* EXERCISE DETAILS *
Give back the line where "Each instance of the forest floor" appears and all the lines after it until the listing ends, unchanged and with nothing else.
----
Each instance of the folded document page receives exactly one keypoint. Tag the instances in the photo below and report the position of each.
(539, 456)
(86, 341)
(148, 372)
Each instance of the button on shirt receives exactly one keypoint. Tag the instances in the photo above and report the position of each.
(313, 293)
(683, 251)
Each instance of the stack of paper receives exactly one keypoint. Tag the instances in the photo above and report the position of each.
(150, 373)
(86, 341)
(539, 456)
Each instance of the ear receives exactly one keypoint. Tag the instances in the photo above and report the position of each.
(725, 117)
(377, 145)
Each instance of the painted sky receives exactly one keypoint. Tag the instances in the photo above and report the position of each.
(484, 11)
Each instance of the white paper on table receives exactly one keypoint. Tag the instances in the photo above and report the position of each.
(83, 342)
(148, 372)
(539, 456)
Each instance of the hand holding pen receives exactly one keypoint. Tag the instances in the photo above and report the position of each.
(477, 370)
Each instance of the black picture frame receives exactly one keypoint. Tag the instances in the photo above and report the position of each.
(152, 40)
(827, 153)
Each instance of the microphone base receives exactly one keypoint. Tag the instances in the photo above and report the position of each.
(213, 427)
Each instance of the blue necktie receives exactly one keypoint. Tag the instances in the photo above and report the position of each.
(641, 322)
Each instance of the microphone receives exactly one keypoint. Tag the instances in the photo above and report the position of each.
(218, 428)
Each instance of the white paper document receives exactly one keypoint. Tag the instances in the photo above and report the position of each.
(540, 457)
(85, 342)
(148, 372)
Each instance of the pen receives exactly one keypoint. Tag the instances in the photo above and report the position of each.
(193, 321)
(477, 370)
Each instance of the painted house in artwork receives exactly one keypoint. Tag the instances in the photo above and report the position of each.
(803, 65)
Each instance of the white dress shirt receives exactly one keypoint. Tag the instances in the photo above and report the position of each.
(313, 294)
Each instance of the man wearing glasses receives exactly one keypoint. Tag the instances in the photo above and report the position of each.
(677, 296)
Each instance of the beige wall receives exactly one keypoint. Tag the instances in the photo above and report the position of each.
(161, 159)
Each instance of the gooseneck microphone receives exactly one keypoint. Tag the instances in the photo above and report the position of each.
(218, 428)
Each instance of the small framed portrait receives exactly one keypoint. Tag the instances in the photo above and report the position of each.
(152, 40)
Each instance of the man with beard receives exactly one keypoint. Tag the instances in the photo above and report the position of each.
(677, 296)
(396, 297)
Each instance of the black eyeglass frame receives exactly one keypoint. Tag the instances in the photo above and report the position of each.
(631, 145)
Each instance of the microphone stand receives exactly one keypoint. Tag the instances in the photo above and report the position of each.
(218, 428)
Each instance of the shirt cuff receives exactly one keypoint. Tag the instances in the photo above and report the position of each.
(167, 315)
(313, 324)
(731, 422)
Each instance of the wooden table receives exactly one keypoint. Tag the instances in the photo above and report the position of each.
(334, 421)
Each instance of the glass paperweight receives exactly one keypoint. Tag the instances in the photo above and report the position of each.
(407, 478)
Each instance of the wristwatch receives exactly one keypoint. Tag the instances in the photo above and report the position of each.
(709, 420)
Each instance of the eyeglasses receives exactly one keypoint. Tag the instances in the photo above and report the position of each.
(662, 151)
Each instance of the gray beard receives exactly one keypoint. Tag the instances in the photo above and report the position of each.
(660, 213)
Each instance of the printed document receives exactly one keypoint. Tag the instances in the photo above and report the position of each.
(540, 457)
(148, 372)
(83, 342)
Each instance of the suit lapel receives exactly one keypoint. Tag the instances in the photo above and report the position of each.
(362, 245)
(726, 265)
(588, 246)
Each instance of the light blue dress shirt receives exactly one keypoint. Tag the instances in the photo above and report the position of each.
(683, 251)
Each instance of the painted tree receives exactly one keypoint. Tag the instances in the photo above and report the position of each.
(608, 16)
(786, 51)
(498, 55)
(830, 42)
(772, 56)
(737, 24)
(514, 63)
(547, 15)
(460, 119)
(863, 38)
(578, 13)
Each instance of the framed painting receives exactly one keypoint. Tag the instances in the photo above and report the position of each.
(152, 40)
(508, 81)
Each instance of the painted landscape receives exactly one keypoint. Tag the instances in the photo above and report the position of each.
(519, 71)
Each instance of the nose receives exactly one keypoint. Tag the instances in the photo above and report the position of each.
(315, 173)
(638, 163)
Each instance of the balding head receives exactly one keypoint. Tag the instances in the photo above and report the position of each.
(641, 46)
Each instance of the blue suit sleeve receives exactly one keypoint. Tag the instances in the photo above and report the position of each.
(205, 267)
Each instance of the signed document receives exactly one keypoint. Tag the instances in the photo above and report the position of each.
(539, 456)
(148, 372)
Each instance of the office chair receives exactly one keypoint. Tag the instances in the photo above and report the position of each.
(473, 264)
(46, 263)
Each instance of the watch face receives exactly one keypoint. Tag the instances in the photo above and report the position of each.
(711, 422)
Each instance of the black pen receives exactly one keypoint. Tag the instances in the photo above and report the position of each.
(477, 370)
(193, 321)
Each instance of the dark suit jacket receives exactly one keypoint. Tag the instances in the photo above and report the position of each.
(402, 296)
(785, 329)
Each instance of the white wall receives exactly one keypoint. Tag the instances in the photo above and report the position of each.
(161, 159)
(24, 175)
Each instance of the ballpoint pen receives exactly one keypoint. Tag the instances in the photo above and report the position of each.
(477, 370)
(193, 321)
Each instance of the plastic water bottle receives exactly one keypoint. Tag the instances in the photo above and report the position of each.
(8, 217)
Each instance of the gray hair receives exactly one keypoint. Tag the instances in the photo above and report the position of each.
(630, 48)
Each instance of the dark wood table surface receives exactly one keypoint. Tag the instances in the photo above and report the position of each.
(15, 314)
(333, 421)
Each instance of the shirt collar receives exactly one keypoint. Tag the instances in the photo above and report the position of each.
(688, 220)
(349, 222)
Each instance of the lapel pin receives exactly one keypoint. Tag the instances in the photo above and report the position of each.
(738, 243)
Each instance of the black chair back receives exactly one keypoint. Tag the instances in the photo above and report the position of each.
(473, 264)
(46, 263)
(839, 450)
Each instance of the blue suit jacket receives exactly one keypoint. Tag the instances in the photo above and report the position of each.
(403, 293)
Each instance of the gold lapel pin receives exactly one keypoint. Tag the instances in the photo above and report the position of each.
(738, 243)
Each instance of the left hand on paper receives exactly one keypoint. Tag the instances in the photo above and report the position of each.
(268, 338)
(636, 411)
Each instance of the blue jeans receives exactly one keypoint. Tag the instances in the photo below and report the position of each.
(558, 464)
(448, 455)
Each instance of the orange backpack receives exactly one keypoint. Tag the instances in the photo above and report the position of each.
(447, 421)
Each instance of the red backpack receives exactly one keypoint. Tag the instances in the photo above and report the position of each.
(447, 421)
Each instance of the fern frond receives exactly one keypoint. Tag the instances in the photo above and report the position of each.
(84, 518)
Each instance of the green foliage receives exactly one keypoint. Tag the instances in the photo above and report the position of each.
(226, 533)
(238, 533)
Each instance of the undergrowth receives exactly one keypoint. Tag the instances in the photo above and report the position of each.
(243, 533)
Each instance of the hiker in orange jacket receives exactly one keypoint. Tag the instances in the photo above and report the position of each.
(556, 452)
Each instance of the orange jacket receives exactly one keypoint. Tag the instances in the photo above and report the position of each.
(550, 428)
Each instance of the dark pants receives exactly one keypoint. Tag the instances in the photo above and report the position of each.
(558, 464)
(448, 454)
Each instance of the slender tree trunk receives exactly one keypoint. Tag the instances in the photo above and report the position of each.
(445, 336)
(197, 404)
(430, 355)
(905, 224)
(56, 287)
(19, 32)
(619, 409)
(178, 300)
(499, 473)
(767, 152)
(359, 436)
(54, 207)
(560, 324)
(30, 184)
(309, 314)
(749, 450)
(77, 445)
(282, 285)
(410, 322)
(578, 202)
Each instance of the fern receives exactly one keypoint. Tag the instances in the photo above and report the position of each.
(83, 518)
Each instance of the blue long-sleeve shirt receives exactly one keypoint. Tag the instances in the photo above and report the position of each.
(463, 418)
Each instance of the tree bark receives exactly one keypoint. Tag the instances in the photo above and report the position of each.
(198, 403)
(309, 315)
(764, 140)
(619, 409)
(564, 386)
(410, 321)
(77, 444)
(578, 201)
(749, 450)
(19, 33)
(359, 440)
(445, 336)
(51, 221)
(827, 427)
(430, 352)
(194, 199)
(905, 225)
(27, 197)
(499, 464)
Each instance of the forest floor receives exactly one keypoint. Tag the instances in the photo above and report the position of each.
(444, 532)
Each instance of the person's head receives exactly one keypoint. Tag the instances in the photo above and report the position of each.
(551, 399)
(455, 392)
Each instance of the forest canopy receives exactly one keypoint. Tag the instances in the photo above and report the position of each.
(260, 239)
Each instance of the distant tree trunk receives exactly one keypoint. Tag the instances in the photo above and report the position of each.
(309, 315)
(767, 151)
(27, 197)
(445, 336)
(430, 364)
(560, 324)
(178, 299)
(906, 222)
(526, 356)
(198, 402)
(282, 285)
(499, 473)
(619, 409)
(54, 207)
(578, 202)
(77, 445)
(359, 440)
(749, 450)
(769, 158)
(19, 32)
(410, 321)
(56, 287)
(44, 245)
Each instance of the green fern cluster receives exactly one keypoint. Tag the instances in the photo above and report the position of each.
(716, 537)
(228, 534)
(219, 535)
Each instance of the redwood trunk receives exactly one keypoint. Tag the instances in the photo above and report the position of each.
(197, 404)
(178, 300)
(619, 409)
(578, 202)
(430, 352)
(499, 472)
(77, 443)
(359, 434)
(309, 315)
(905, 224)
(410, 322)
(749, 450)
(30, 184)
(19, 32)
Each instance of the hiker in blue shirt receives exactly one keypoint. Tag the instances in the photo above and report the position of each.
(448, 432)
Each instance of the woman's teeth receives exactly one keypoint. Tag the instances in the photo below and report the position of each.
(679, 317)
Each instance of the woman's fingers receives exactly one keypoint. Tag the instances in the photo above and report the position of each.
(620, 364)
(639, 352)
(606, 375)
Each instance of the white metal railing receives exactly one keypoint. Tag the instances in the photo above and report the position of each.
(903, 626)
----
* TASK RESPONSE *
Each instance of the forest floor receives exactly one keypoint. Tag the instances in the photo above and report the position of each.
(444, 532)
Each instance of the person's head receives exactly one keypoint. Tag the instances in the photo above and report the position of each.
(551, 399)
(455, 392)
Each instance of the forest canopy receives exactly one keypoint. Tag the instances in the photo above and report the position of each.
(260, 239)
Each instance of the distant tree trunk receives exactly one keypoint. Tag the instances in the photo above and report the position of each.
(309, 315)
(767, 151)
(27, 197)
(445, 336)
(430, 364)
(560, 324)
(178, 299)
(906, 222)
(526, 356)
(198, 402)
(282, 285)
(499, 473)
(619, 409)
(54, 207)
(578, 202)
(77, 445)
(359, 440)
(749, 450)
(769, 158)
(19, 32)
(410, 321)
(56, 287)
(44, 245)
Each instance of the green fern cluster receives exactly one keypoint. Tag the instances in the photo above and report the position of each.
(716, 537)
(228, 534)
(219, 535)
Each instance of the redwood trunk receives exactly one keypoint. Tag the instances in the photo above and report the position of each.
(197, 404)
(178, 300)
(619, 409)
(578, 202)
(430, 352)
(499, 472)
(77, 443)
(359, 434)
(309, 315)
(905, 224)
(410, 322)
(749, 450)
(30, 184)
(19, 32)
Each instance of the hiker in blue shirt receives exactly one keypoint. Tag the instances in the photo above and report the position of each.
(448, 432)
Each instance of the woman's teeth receives exactly one keypoint. Tag the instances in the photo below and report the position of each.
(679, 317)
Each instance of the woman's fingers receives exactly one keypoint. Tag the instances in the photo above and report the position of each.
(620, 364)
(639, 352)
(606, 375)
Each instance of the white metal railing receives exactly one keypoint. Tag the instances in the photo above and report the position of each.
(903, 626)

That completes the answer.